#### Task to carry out:
Please put the entries below into a Markdown table with the columns Row and Entry, one line per row, leaving out blank lines. Include only the part that opens with the line containing "of the man in" and closes with the line containing "of the gray".

#### Items:
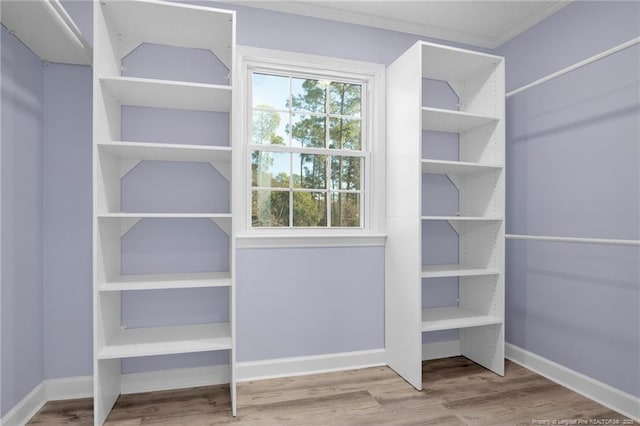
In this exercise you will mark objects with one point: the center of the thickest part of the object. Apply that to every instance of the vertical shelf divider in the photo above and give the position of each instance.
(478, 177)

* * *

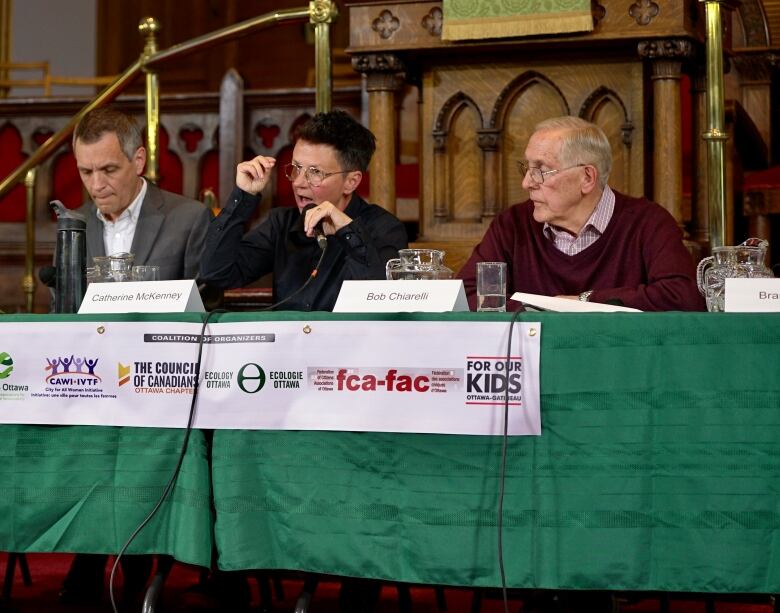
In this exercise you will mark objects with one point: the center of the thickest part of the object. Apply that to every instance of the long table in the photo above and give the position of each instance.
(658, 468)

...

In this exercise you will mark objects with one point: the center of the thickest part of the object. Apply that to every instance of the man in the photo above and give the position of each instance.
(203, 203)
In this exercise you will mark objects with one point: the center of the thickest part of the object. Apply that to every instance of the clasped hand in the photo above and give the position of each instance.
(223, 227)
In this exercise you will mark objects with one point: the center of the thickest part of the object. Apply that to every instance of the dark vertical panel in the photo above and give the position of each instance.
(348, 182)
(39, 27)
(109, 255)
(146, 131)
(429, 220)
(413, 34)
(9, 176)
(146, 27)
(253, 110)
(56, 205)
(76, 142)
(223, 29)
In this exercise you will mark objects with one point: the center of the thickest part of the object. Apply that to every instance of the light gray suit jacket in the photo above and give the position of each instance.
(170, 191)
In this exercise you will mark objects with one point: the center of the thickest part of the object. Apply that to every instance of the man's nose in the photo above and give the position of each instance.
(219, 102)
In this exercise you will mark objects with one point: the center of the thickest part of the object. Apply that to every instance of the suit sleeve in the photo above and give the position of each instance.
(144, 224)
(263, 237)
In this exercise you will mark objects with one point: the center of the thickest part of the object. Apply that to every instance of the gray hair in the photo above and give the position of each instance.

#### Exercise solution:
| Row | Entry |
|---|---|
| 1 | In this exercise you will mark objects with one point: the center of the thickest part of the object. Apply that to every instance of the man in the photo above and give the position of each instance. |
| 2 | (203, 203) |
| 3 | In this exercise you will mark objects with one point: the center of the thickest part of the object. Apply that to every instance of the clasped hand in the photo above and give the position of each instance. |
| 4 | (223, 227) |
| 5 | In this exercise you will mark objects with one point: the center of the thickest part of the object. Apply that to every instance of the dark vertical panel in the photo above and give the position of each instance. |
| 6 | (348, 182) |
| 7 | (39, 27) |
| 8 | (109, 255) |
| 9 | (146, 131) |
| 10 | (429, 220) |
| 11 | (413, 34) |
| 12 | (9, 176) |
| 13 | (146, 27) |
| 14 | (253, 110) |
| 15 | (56, 205) |
| 16 | (76, 142) |
| 17 | (223, 29) |
| 18 | In this exercise you will mark objects with one point: the center of the thickest part of the object. Apply that to every instance of the light gray suit jacket in the photo above and give the position of each instance. |
| 19 | (170, 191) |
| 20 | In this exercise you will mark objects with one point: the center of the thickest part of the object. Apply that to every instance of the man's nose in the photo above and give the position of each instance. |
| 21 | (219, 102) |
| 22 | In this exercise you will mark objects with one point: the center of the thickest part of the object. Apply that to every instance of the suit sleeve in the photo above and give the position of each instance. |
| 23 | (144, 224) |
| 24 | (263, 237) |
| 25 | In this exercise you will mark objects with one point: the center of the thickest part of the object. Apply that to every instance of the gray hair in the photo above and give the position of each instance. |